> [ESERCIZIO SCRITTO 1]
In quale numero e data della Gazzetta Ufficiale fu pubblicato il R.D.L. 15-3-1923 n. 692, secondo il brano sull'orario di lavoro?
> [ESERCIZIO SCRITTO 2]
Prosegui il brano sull'orario di lavoro partendo subito dopo la sua ultima riga.

> [BRANO DA LEGGERE]
╭──

Orario di Lavoro. R.D.L. 15-3-1923 n. 692
R.D.L. 15-3-1923 n. 692
Limitazione dell'orario di lavoro per gli operai ed impiegati delle aziende industriali o commerciali di qualunque natura. Pubblicato nella Gazzetta Ufficiale 10 aprile 1923, n. 84 e convertito nella L. 17 aprile 1925, n. 473. La materia venne più adeguatamente disciplinata dalla L. 16 marzo 1933, n. 527, recante la disciplina degli orari di lavoro nelle aziende industriali. La predetta legge fu abrogata dal R.D.L. 29 maggio 1937, n. 1768, recante riduzione della settimana lavorativa a 40 ore. L'applicazione del predetto decreto è stata sospesa «fino a diversa disposizione» dalla L. 16 luglio 1940, n. 1109, per cui deve ritenersi in vigore il decreto n. 692 che qui si riporta.
Epigrafe
1. Orario massimo normale di lavoro.
2. Aziende agricole.
3. Caratteri del lavoro effettivo.

╰──

> [DATI FORNITI]

╭──

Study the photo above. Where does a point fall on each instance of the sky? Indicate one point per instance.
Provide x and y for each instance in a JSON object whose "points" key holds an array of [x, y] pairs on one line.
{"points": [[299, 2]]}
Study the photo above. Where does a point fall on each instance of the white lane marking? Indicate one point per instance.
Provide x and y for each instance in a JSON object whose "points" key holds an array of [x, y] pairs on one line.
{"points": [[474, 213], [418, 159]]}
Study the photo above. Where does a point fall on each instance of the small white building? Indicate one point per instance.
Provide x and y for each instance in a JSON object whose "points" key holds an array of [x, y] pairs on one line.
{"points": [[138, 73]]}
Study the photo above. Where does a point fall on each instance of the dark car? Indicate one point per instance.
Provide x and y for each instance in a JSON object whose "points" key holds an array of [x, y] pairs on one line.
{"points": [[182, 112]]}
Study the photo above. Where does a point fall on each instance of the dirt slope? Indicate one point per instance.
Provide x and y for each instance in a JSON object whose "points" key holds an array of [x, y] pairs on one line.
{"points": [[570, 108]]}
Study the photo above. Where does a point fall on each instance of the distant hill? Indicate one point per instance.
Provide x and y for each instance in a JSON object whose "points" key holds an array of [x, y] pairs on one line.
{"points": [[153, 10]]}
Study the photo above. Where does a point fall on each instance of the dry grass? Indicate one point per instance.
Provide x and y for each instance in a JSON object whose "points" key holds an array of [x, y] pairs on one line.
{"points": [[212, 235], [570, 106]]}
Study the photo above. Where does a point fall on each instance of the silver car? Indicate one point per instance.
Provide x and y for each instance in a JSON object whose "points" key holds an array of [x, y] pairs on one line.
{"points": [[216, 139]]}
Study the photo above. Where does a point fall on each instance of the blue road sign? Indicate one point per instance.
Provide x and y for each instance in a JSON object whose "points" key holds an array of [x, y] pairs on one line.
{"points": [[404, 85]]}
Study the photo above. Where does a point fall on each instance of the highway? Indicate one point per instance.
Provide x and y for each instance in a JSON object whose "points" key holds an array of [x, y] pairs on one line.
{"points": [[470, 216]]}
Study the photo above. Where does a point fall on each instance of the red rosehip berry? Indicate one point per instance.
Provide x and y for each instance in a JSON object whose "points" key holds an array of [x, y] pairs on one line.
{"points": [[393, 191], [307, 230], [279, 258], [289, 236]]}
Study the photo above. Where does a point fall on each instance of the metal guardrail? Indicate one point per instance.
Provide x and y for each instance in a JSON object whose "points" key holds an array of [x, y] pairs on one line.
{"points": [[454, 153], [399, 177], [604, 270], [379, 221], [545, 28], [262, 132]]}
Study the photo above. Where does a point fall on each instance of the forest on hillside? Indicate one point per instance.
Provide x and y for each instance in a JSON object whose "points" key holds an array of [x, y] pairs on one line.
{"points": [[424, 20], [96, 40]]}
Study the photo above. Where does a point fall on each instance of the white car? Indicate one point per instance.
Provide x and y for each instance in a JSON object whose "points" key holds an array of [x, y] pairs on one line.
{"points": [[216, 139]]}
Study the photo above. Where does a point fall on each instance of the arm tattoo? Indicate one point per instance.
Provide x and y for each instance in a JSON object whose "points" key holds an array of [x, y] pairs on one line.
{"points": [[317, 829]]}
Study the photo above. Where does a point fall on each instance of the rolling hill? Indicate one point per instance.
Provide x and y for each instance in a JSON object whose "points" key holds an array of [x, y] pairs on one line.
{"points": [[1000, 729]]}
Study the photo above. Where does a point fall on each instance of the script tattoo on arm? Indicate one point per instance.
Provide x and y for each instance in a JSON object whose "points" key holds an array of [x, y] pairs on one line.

╰──

> [RISULTATO DELL'ESERCIZIO 1]
Nella Gazzetta Ufficiale del 10 aprile 1923, n. 84.

> [RISULTATO DELL'ESERCIZIO 2]
4. Ripartizione dell'orario massimo normale sui periodi ultrasettimanali.
5. Lavoro straordinario.
5-bis.
6. Lavori preparatori e complementari.
7. Casi di forza maggiore e di imminente pericolo.
8. Nullità dei patti contrari.
9. Sanzioni amministrative.
10. Regolamenti.
11. Deroghe temporanee consensuali.
12. Entrata in vigore.
13. Riforme correlative.
14.
R.D.L. 15 marzo 1923, n. 692 (1).
Limitazione dell'orario di lavoro per gli operai ed impiegati delle aziende industriali o commerciali di qualunque natura (2).
(1) Pubblicato nella Gazz. Uff. 10 aprile 1923, n. 84 e convertito nella L. 17 aprile 1925, n. 473. La materia venne più adeguatamente disciplinata dalla L. 16 marzo 1933, n. 527, recante la disciplina degli orari di lavoro nelle aziende industriali. La predetta legge fu abrogata dal R.D.L. 29 maggio 1937, n. 1768, recante riduzione della settimana lavorativa a 40 ore. L'applicazione del predetto decreto è stata sospesa «fino a diversa disposizione» dalla L. 16 luglio 1940, n. 1109, per cui deve ritenersi in vigore il decreto n. 692 che qui si riporta.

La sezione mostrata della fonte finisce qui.